Begin INFORMATION SUPPLIED
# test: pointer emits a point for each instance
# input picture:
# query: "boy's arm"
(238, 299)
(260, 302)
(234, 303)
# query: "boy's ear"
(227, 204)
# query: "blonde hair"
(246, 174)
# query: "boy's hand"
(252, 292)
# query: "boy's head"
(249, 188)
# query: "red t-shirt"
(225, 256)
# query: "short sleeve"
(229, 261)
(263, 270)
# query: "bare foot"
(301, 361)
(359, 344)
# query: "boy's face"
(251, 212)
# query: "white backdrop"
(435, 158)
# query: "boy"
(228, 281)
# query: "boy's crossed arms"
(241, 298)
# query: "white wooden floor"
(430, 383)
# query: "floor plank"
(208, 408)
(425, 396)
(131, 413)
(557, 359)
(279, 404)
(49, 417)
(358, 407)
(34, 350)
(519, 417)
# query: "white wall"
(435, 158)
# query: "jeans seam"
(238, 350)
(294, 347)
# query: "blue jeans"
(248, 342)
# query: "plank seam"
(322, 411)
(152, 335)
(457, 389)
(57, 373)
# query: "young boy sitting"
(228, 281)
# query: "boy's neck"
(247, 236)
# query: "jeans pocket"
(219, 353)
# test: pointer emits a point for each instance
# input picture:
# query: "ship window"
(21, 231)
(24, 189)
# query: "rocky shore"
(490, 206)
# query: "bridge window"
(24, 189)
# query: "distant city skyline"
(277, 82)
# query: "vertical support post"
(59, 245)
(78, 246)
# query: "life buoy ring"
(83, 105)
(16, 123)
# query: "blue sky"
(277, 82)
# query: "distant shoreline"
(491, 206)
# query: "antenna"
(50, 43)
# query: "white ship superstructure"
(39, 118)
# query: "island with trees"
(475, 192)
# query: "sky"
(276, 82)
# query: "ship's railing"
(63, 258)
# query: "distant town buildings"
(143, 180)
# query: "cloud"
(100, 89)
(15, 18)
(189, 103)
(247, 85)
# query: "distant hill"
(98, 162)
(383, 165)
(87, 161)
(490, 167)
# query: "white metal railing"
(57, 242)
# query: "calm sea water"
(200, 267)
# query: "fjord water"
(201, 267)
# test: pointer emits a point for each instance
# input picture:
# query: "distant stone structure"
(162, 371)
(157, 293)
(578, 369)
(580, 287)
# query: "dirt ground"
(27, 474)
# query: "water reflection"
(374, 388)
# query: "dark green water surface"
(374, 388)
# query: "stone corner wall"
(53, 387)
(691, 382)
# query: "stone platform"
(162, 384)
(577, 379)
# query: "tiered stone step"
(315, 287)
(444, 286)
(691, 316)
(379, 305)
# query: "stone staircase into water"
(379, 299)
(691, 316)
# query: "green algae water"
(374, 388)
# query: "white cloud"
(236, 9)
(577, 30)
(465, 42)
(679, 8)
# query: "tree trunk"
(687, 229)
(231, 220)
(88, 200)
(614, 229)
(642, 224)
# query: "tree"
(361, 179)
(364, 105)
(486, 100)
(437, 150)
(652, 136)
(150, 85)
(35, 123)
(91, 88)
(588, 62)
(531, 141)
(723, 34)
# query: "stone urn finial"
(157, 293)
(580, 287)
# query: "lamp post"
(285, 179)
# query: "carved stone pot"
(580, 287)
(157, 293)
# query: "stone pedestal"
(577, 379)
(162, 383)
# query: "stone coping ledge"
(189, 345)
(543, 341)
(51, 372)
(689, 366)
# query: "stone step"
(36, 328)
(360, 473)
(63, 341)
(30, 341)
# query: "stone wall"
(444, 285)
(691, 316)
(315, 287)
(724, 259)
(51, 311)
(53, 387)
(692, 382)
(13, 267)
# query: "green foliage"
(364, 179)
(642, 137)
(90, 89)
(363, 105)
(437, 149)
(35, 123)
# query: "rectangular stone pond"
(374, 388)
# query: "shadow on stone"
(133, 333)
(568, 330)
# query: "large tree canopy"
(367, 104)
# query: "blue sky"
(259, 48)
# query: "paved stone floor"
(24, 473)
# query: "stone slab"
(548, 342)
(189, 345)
End INFORMATION SUPPLIED
> **WHAT YOU SHOULD DO**: Output all records verbatim.

> **TASK ANSWER**:
# test: pointer emits a point for each instance
# input picture:
# query: "boy's arm"
(238, 299)
(260, 302)
(234, 303)
# query: "boy's ear"
(227, 204)
# query: "blonde hair"
(246, 174)
# query: "boy's hand"
(252, 292)
# query: "boy's head"
(249, 188)
# query: "red t-shirt"
(225, 256)
# query: "short sleeve"
(229, 261)
(263, 270)
# query: "bare foot"
(301, 361)
(359, 344)
# query: "boy's face"
(251, 212)
# query: "white backdrop"
(435, 158)
# query: "boy"
(228, 281)
# query: "boy's crossed arms"
(241, 298)
# query: "white wooden floor"
(430, 383)
# query: "floor plank"
(208, 408)
(425, 396)
(131, 413)
(557, 359)
(279, 404)
(49, 417)
(358, 407)
(34, 350)
(519, 417)
# query: "white wall"
(435, 158)
# query: "jeans seam"
(238, 350)
(294, 347)
# query: "blue jeans"
(248, 342)
# query: "plank seam"
(322, 411)
(152, 335)
(457, 389)
(57, 373)
# query: "young boy sitting"
(228, 281)
# query: "boy's neck"
(247, 236)
# query: "jeans pocket"
(219, 353)
# test: pointer emits a point for each instance
# input picture:
# query: "ship window"
(21, 231)
(24, 189)
# query: "rocky shore"
(490, 206)
# query: "bridge window"
(24, 189)
# query: "distant city skyline"
(277, 82)
# query: "vertical support post"
(59, 245)
(78, 246)
# query: "life buoy ring"
(83, 105)
(16, 123)
# query: "blue sky"
(277, 82)
# query: "distant shoreline"
(491, 206)
# query: "antenna"
(50, 43)
# query: "white ship superstructure"
(39, 118)
# query: "island with trees"
(475, 192)
# query: "sky"
(276, 82)
# query: "ship's railing"
(63, 258)
# query: "distant town buildings"
(143, 180)
# query: "cloud"
(100, 89)
(15, 18)
(189, 103)
(247, 85)
# query: "distant hill"
(98, 162)
(383, 165)
(87, 161)
(490, 167)
# query: "white metal railing"
(57, 242)
# query: "calm sea water"
(200, 267)
# query: "fjord water"
(201, 267)
# test: pointer emits a point for each instance
# input picture:
# query: "distant stone structure"
(162, 371)
(157, 293)
(578, 369)
(580, 287)
# query: "dirt ground"
(27, 474)
# query: "water reflection"
(374, 388)
# query: "dark green water surface"
(374, 388)
# query: "stone corner wall"
(53, 387)
(691, 382)
# query: "stone platform"
(162, 384)
(577, 379)
# query: "tiered stone step"
(315, 287)
(444, 286)
(691, 316)
(379, 305)
# query: "stone staircase into water"
(379, 299)
(691, 316)
# query: "green algae water"
(374, 388)
# query: "white cloud"
(236, 9)
(577, 30)
(465, 42)
(679, 8)
# query: "tree trunk"
(687, 229)
(231, 220)
(88, 200)
(614, 229)
(642, 224)
# query: "tree"
(361, 179)
(364, 105)
(486, 100)
(437, 150)
(652, 136)
(150, 85)
(35, 123)
(91, 88)
(588, 62)
(531, 141)
(723, 34)
# query: "stone urn finial"
(157, 293)
(580, 287)
# query: "lamp post"
(285, 179)
# query: "carved stone pot"
(580, 287)
(157, 293)
# query: "stone pedestal"
(577, 379)
(162, 383)
# query: "stone coping ledge"
(189, 345)
(543, 341)
(51, 372)
(689, 366)
# query: "stone step"
(36, 328)
(360, 473)
(63, 341)
(30, 341)
# query: "stone wall"
(444, 285)
(691, 316)
(315, 287)
(724, 259)
(51, 311)
(53, 387)
(692, 382)
(13, 267)
# query: "green foliage"
(364, 179)
(642, 137)
(90, 89)
(363, 105)
(437, 149)
(35, 123)
# query: "rectangular stone pond"
(374, 388)
# query: "shadow on stone"
(133, 333)
(568, 330)
# query: "large tree canopy"
(367, 104)
# query: "blue sky"
(259, 48)
# query: "paved stone floor"
(24, 473)
# query: "stone slab"
(548, 342)
(189, 345)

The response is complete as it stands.